Transcribe sin cambios todas las líneas de los datos.

▬▬▬▬▬▬▬▬▬▬

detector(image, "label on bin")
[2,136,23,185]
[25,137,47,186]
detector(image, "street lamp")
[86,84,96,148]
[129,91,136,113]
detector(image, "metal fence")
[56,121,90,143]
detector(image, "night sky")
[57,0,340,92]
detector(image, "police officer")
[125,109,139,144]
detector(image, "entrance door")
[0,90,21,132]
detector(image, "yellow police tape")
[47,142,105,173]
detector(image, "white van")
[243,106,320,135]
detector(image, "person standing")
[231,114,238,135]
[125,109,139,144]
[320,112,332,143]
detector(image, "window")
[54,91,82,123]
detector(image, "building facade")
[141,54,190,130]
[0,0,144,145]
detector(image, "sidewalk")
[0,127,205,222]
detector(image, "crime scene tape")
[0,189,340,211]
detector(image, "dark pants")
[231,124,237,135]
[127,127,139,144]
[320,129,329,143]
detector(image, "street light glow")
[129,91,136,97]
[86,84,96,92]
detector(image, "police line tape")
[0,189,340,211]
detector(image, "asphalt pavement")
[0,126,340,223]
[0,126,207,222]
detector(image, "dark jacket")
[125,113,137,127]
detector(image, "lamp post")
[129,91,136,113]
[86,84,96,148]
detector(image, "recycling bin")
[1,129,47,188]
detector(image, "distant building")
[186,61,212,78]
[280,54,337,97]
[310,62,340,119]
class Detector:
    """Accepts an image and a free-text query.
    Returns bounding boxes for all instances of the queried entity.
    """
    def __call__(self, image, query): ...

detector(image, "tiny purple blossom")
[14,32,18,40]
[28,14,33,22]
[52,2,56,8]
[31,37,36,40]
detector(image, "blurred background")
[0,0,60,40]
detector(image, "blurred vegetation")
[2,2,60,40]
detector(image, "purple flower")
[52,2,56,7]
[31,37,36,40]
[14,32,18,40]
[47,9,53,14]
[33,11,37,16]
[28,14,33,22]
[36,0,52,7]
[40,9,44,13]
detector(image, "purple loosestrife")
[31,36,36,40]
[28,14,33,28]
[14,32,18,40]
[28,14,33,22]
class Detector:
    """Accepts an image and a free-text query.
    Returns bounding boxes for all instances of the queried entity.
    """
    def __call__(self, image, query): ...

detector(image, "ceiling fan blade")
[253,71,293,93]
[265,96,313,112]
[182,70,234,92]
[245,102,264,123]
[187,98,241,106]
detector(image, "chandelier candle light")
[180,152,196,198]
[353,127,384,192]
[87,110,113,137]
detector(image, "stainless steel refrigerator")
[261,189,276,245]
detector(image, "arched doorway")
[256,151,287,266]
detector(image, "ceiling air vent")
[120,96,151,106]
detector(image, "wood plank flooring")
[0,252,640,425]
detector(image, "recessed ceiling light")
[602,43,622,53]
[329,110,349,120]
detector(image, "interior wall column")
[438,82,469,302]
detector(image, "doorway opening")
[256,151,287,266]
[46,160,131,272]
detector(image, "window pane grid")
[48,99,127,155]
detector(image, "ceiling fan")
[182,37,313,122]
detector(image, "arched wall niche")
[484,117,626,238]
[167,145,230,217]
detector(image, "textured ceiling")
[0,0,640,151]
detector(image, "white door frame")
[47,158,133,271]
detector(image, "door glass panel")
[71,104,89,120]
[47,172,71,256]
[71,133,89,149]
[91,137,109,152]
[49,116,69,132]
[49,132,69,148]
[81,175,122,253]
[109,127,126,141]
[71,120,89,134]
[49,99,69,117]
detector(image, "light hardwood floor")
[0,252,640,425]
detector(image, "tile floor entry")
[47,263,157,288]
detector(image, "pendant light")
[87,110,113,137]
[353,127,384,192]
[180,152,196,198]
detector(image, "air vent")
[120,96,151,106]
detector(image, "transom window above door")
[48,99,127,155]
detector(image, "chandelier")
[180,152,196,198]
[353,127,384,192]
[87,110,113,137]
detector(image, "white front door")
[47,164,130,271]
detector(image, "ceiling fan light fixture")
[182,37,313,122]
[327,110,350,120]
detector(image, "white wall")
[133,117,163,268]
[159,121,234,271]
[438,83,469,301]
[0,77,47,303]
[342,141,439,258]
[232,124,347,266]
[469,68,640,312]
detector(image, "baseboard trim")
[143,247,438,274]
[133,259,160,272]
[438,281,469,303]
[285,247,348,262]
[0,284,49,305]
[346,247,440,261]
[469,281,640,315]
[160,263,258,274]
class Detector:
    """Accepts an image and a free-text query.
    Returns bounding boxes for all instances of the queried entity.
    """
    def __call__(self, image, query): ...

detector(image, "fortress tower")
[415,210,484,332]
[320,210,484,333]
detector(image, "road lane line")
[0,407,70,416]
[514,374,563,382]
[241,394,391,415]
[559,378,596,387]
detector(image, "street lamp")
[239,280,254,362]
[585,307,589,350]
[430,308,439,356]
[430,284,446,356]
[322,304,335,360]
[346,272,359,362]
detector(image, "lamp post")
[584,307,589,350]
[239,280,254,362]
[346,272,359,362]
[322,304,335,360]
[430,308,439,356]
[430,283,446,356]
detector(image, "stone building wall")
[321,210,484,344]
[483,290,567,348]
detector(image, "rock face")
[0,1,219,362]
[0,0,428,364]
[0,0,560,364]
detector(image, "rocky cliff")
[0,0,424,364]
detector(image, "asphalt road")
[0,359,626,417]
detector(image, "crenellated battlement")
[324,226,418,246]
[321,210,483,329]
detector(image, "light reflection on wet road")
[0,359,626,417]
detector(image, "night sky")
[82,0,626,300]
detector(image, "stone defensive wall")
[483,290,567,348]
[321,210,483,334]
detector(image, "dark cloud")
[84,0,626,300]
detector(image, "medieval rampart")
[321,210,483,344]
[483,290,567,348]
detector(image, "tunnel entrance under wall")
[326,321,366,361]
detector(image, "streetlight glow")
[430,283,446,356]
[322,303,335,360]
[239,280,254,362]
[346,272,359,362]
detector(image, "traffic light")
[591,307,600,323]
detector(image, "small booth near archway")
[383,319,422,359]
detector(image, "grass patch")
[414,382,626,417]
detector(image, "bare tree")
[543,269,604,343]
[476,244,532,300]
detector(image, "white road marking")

▬▬▬▬▬▬▬▬▬▬

#### EL RESULTADO
detector(image, "label on bin")
[2,136,23,185]
[25,137,47,186]
detector(image, "street lamp")
[86,84,96,148]
[129,91,136,113]
detector(image, "metal fence")
[56,121,90,143]
detector(image, "night sky")
[57,0,340,92]
detector(image, "police officer")
[125,109,139,144]
detector(image, "entrance door")
[0,90,21,132]
detector(image, "yellow police tape")
[47,142,105,173]
detector(image, "white van")
[243,106,320,135]
detector(image, "person standing")
[231,114,238,135]
[125,109,139,144]
[320,112,332,143]
detector(image, "window")
[54,91,82,123]
detector(image, "building facade")
[141,54,190,130]
[0,0,144,145]
detector(image, "sidewalk")
[0,127,205,222]
detector(image, "crime scene tape")
[0,189,340,211]
detector(image, "dark pants")
[231,124,237,135]
[127,127,139,144]
[320,129,329,143]
detector(image, "street light glow")
[129,91,136,97]
[86,84,96,92]
detector(image, "police line tape")
[0,189,340,211]
detector(image, "asphalt pavement")
[0,126,340,223]
[0,126,207,222]
detector(image, "dark jacket")
[125,113,137,127]
detector(image, "lamp post")
[129,91,136,113]
[86,84,96,148]
detector(image, "recycling bin")
[1,129,47,188]
detector(image, "distant building")
[186,61,212,78]
[280,54,337,97]
[310,62,340,119]
class Detector:
    """Accepts an image and a free-text query.
    Returns bounding boxes for all instances of the queried entity.
    """
    def __call__(self, image, query): ...

detector(image, "tiny purple blossom")
[14,32,18,40]
[28,14,33,22]
[52,2,56,8]
[31,37,36,40]
detector(image, "blurred background")
[0,0,60,40]
detector(image, "blurred vegetation")
[2,2,60,40]
detector(image, "purple flower")
[52,2,56,7]
[31,37,36,40]
[14,32,18,40]
[47,9,53,14]
[33,11,37,16]
[28,14,33,22]
[36,0,52,7]
[40,9,44,13]
detector(image, "purple loosestrife")
[31,36,36,40]
[28,14,33,28]
[14,32,18,40]
[28,14,33,22]
class Detector:
    """Accepts an image and a free-text query.
    Returns bounding boxes for all instances of the queried entity.
    """
    def __call__(self, image, query): ...

detector(image, "ceiling fan blade")
[253,71,293,93]
[265,96,313,112]
[182,70,234,92]
[245,102,264,123]
[187,98,241,106]
detector(image, "chandelier candle light")
[180,152,196,198]
[353,127,384,192]
[87,110,113,137]
detector(image, "stainless steel refrigerator")
[261,189,276,245]
detector(image, "arched doorway")
[256,151,287,266]
detector(image, "ceiling air vent")
[120,96,151,106]
detector(image, "wood plank flooring")
[0,252,640,425]
detector(image, "recessed ceiling light")
[602,43,622,53]
[329,110,349,120]
detector(image, "interior wall column")
[438,82,469,302]
detector(image, "doorway opening")
[256,151,287,266]
[46,160,131,272]
detector(image, "window pane grid")
[48,99,127,155]
detector(image, "ceiling fan")
[182,37,313,122]
detector(image, "arched wall niche")
[484,117,626,238]
[167,145,230,217]
detector(image, "textured ceiling")
[0,0,640,151]
detector(image, "white door frame")
[47,158,133,271]
detector(image, "door glass panel")
[71,104,89,120]
[47,172,71,256]
[71,133,89,149]
[91,137,109,152]
[49,116,69,132]
[49,132,69,148]
[81,175,122,253]
[109,127,126,141]
[71,120,89,134]
[49,99,69,117]
detector(image, "light hardwood floor")
[0,252,640,425]
detector(image, "tile floor entry")
[47,263,157,288]
detector(image, "pendant light")
[87,110,113,137]
[353,127,384,192]
[180,152,196,198]
detector(image, "air vent")
[120,96,151,106]
detector(image, "transom window above door")
[48,99,127,155]
detector(image, "chandelier")
[180,152,196,198]
[353,127,384,192]
[87,110,113,137]
detector(image, "white front door")
[47,164,130,271]
detector(image, "ceiling fan light fixture")
[182,37,313,122]
[327,110,350,120]
detector(image, "white wall")
[133,117,163,268]
[159,121,234,271]
[438,83,469,301]
[0,77,47,303]
[342,141,439,258]
[232,124,347,266]
[469,68,640,312]
detector(image, "baseboard trim")
[143,247,438,274]
[133,259,160,272]
[438,281,469,303]
[285,247,348,262]
[0,284,49,305]
[346,247,440,261]
[469,281,640,315]
[160,263,258,274]
class Detector:
    """Accepts an image and a free-text query.
    Returns bounding boxes for all instances of the queried entity.
    """
    def __call__(self, image, query): ...

detector(image, "fortress tower")
[415,210,484,332]
[320,210,484,333]
detector(image, "road lane line")
[0,407,70,416]
[514,374,563,382]
[241,394,391,415]
[559,378,596,387]
detector(image, "street lamp")
[239,280,254,362]
[585,307,589,350]
[430,308,439,356]
[430,284,446,356]
[322,304,335,360]
[346,272,359,362]
detector(image, "lamp post")
[584,307,589,350]
[239,280,254,362]
[346,272,359,362]
[322,304,335,360]
[430,308,439,356]
[430,283,446,356]
detector(image, "stone building wall")
[321,210,484,344]
[483,290,567,348]
detector(image, "rock face")
[0,1,219,362]
[0,0,428,364]
[0,0,560,364]
detector(image, "rocky cliff")
[0,0,424,364]
detector(image, "asphalt road")
[0,359,626,417]
detector(image, "crenellated battlement")
[324,226,418,246]
[321,210,483,329]
detector(image, "light reflection on wet road")
[0,359,626,417]
detector(image, "night sky")
[82,0,626,300]
detector(image, "stone defensive wall")
[483,290,567,348]
[321,210,483,334]
detector(image, "dark cloud")
[84,0,626,300]
detector(image, "medieval rampart")
[321,210,483,344]
[483,290,567,348]
detector(image, "tunnel entrance under wall")
[326,321,366,361]
detector(image, "streetlight glow")
[430,283,446,356]
[322,303,335,360]
[239,280,254,362]
[346,272,359,362]
detector(image, "traffic light")
[591,307,600,323]
detector(image, "small booth near archway")
[383,319,422,359]
detector(image, "grass patch")
[414,382,626,417]
detector(image, "bare tree")
[543,269,604,343]
[476,244,532,300]
detector(image, "white road marking")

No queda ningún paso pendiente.